• **Do this**
The exercise asks for every line of the data to be reproduced exactly.

Labeled-object pointing entries:

::::::::

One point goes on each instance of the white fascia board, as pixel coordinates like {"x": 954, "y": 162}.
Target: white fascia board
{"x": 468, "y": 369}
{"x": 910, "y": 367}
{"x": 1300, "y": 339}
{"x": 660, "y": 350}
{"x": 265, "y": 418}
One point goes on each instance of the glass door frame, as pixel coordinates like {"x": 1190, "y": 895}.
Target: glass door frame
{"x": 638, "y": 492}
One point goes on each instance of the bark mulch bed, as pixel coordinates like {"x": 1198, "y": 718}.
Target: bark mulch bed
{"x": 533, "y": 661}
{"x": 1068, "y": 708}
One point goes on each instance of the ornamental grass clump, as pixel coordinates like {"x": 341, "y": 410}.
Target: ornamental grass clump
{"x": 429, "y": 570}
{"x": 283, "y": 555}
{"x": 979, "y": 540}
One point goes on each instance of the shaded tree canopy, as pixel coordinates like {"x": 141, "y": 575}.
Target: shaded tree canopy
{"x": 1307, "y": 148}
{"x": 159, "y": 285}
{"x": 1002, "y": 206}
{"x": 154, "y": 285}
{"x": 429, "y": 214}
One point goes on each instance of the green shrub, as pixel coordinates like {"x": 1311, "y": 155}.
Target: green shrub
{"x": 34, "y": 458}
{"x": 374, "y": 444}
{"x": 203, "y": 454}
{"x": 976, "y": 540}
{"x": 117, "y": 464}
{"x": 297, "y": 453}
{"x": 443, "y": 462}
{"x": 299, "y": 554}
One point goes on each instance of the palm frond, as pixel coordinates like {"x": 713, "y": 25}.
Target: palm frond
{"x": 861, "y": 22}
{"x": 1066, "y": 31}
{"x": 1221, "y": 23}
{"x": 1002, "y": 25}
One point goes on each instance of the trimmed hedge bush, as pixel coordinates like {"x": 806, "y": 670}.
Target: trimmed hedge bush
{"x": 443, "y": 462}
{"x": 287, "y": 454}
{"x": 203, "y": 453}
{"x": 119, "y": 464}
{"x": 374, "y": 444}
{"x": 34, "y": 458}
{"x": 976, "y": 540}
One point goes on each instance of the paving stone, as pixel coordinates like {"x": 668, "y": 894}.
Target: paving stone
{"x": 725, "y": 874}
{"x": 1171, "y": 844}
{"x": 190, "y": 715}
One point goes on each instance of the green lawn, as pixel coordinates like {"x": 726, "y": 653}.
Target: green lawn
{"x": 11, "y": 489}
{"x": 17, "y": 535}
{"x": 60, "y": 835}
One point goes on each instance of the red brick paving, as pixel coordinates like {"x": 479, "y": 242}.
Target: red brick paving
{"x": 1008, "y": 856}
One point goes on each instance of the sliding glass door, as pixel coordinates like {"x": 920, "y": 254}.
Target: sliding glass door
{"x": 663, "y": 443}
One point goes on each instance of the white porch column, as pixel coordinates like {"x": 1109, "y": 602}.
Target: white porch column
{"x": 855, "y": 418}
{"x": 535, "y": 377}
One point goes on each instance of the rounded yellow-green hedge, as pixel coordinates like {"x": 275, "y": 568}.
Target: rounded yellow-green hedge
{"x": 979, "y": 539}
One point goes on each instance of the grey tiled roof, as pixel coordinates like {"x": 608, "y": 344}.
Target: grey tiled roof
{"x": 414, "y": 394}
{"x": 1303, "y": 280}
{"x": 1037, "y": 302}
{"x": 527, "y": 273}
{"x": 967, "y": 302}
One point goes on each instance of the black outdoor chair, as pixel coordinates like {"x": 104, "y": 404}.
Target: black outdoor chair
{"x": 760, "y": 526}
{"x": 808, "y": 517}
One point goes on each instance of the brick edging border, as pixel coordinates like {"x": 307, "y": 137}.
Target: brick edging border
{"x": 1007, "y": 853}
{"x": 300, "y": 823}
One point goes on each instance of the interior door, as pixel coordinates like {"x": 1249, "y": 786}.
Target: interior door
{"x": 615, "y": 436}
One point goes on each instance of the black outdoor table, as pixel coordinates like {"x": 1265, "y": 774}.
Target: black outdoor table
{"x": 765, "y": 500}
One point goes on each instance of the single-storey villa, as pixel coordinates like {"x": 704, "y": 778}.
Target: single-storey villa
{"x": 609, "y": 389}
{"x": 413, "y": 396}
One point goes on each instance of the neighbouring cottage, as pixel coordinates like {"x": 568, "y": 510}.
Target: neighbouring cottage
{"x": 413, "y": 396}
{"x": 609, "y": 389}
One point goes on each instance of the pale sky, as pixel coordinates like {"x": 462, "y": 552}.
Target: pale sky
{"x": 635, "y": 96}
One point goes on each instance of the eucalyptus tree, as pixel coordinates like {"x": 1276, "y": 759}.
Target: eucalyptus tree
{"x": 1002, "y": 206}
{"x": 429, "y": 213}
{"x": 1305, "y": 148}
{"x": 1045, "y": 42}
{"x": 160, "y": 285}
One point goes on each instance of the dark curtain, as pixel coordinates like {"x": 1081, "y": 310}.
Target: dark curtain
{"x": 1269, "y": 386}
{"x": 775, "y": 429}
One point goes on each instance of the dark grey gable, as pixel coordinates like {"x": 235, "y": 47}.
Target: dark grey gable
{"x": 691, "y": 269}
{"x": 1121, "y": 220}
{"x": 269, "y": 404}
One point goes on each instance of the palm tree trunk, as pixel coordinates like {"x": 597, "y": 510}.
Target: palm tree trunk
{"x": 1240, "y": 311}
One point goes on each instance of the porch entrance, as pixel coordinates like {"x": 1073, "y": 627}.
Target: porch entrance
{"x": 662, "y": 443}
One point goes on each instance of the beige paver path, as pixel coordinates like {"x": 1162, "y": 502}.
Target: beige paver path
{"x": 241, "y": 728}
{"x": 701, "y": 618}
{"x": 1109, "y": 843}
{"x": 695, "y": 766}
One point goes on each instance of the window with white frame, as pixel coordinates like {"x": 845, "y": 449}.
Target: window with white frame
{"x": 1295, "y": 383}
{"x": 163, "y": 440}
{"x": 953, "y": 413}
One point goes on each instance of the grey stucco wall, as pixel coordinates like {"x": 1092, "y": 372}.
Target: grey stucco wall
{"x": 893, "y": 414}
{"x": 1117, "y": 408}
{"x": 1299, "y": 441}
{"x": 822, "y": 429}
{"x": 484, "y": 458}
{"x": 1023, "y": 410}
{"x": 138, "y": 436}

::::::::

• **Result**
One point goes on each instance of the white fascia board, as pixel coordinates like {"x": 954, "y": 162}.
Target: white fascia board
{"x": 468, "y": 369}
{"x": 910, "y": 367}
{"x": 1300, "y": 339}
{"x": 660, "y": 350}
{"x": 265, "y": 418}
One point goes on each instance of the glass door frame, as pixel coordinates like {"x": 1190, "y": 895}.
Target: glass door frame
{"x": 638, "y": 492}
One point goes on each instance of the bark mulch bed, as pixel coordinates like {"x": 1198, "y": 718}.
Target: bark mulch bed
{"x": 533, "y": 661}
{"x": 1068, "y": 708}
One point goes on each instance of the ornamental grass clump, as pixel coordinates like {"x": 341, "y": 410}.
Target: ornamental grass clump
{"x": 429, "y": 570}
{"x": 283, "y": 555}
{"x": 979, "y": 540}
One point goes on each instance of the shaded tree canopy, as pixel coordinates like {"x": 141, "y": 575}.
Target: shaded tree canopy
{"x": 1307, "y": 148}
{"x": 159, "y": 285}
{"x": 1002, "y": 206}
{"x": 154, "y": 285}
{"x": 429, "y": 214}
One point goes on each instance of the green shrub, as pixel coordinates like {"x": 1311, "y": 155}.
Target: green shrub
{"x": 34, "y": 458}
{"x": 374, "y": 444}
{"x": 203, "y": 454}
{"x": 976, "y": 540}
{"x": 117, "y": 464}
{"x": 297, "y": 453}
{"x": 443, "y": 462}
{"x": 299, "y": 554}
One point goes on each instance of the palm frond, as pixel coordinates like {"x": 713, "y": 25}.
Target: palm frond
{"x": 861, "y": 22}
{"x": 1066, "y": 31}
{"x": 1221, "y": 23}
{"x": 1002, "y": 25}
One point goes on each instance of the trimmed hedge bush, as pixel coordinates like {"x": 806, "y": 670}.
Target: trimmed hedge bush
{"x": 443, "y": 462}
{"x": 287, "y": 454}
{"x": 203, "y": 453}
{"x": 119, "y": 464}
{"x": 374, "y": 444}
{"x": 34, "y": 458}
{"x": 976, "y": 540}
One point goes on each instance of the paving stone, as pixel coordinates like {"x": 668, "y": 894}.
Target: paving stone
{"x": 725, "y": 874}
{"x": 1171, "y": 844}
{"x": 190, "y": 715}
One point goes on each instance of the green lawn, as pixel coordinates like {"x": 726, "y": 653}.
Target: green lawn
{"x": 11, "y": 489}
{"x": 17, "y": 535}
{"x": 60, "y": 835}
One point goes on each instance of the red brick paving, as pixel coordinates like {"x": 479, "y": 242}.
Target: red brick paving
{"x": 1008, "y": 856}
One point goes on each instance of the sliding glass door, as pixel coordinates like {"x": 920, "y": 254}.
Target: sliding glass door
{"x": 663, "y": 443}
One point goes on each instance of the white porch column, as pixel coordinates like {"x": 1109, "y": 602}.
Target: white porch column
{"x": 855, "y": 418}
{"x": 535, "y": 377}
One point goes on each instance of the rounded yellow-green hedge, as pixel coordinates like {"x": 275, "y": 568}.
Target: rounded yellow-green hedge
{"x": 979, "y": 539}
One point goes on each instance of the grey tiled roof, as pixel coordinates like {"x": 608, "y": 344}.
Target: grey tiled roof
{"x": 414, "y": 394}
{"x": 1303, "y": 280}
{"x": 1037, "y": 302}
{"x": 527, "y": 273}
{"x": 967, "y": 302}
One point goes on each instance of the black outdoor chair, as pixel coordinates like {"x": 104, "y": 404}.
Target: black outdoor chair
{"x": 760, "y": 526}
{"x": 808, "y": 517}
One point goes on each instance of the brick edging border, as pixel coordinates like {"x": 307, "y": 137}.
Target: brick edging border
{"x": 1007, "y": 853}
{"x": 300, "y": 823}
One point goes on each instance of the interior door, as pixel coordinates like {"x": 1249, "y": 786}.
Target: interior door
{"x": 615, "y": 436}
One point goes on each instance of the black outdoor table, as pixel coordinates like {"x": 1265, "y": 774}.
Target: black outdoor table
{"x": 765, "y": 500}
One point goes on each instance of the single-storey villa, as pixel coordinates like {"x": 704, "y": 778}.
Target: single-storey villa
{"x": 609, "y": 389}
{"x": 413, "y": 396}
One point goes on each instance of the neighbouring cottage, as pixel coordinates like {"x": 568, "y": 510}.
Target: neighbouring cottage
{"x": 413, "y": 396}
{"x": 609, "y": 389}
One point goes on each instance of the pale sky, as pixel coordinates like {"x": 462, "y": 552}.
Target: pale sky
{"x": 635, "y": 96}
One point goes on each instance of the eucalyptus tree, as pixel coordinates like {"x": 1276, "y": 759}.
Target: eucalyptus tree
{"x": 1002, "y": 206}
{"x": 429, "y": 213}
{"x": 1305, "y": 148}
{"x": 1045, "y": 42}
{"x": 160, "y": 285}
One point goes on each instance of the dark curtain, as pixel coordinates like {"x": 1081, "y": 310}.
Target: dark curtain
{"x": 1269, "y": 386}
{"x": 775, "y": 429}
One point goes on each instance of the dark grey gable, as pixel coordinates like {"x": 235, "y": 47}.
Target: dark grey gable
{"x": 691, "y": 269}
{"x": 1121, "y": 220}
{"x": 269, "y": 404}
One point goes on each instance of the palm tree trunk, as pixel coordinates like {"x": 597, "y": 510}.
Target: palm tree trunk
{"x": 1240, "y": 311}
One point goes on each instance of the porch entrance, as pixel coordinates like {"x": 1073, "y": 627}.
Target: porch entrance
{"x": 662, "y": 443}
One point goes on each instance of the beige paver path, as pixel coordinates like {"x": 1162, "y": 502}.
Target: beige paver path
{"x": 241, "y": 728}
{"x": 701, "y": 618}
{"x": 1109, "y": 843}
{"x": 695, "y": 766}
One point goes on each instance of the window with white frame, as pixel coordinates like {"x": 845, "y": 449}.
Target: window with white frame
{"x": 1295, "y": 383}
{"x": 163, "y": 440}
{"x": 953, "y": 413}
One point goes on each instance of the grey stucco wall, as pixel coordinates like {"x": 1092, "y": 372}.
Target: grey stucco wall
{"x": 893, "y": 414}
{"x": 1117, "y": 408}
{"x": 1299, "y": 441}
{"x": 822, "y": 429}
{"x": 484, "y": 458}
{"x": 1023, "y": 410}
{"x": 138, "y": 436}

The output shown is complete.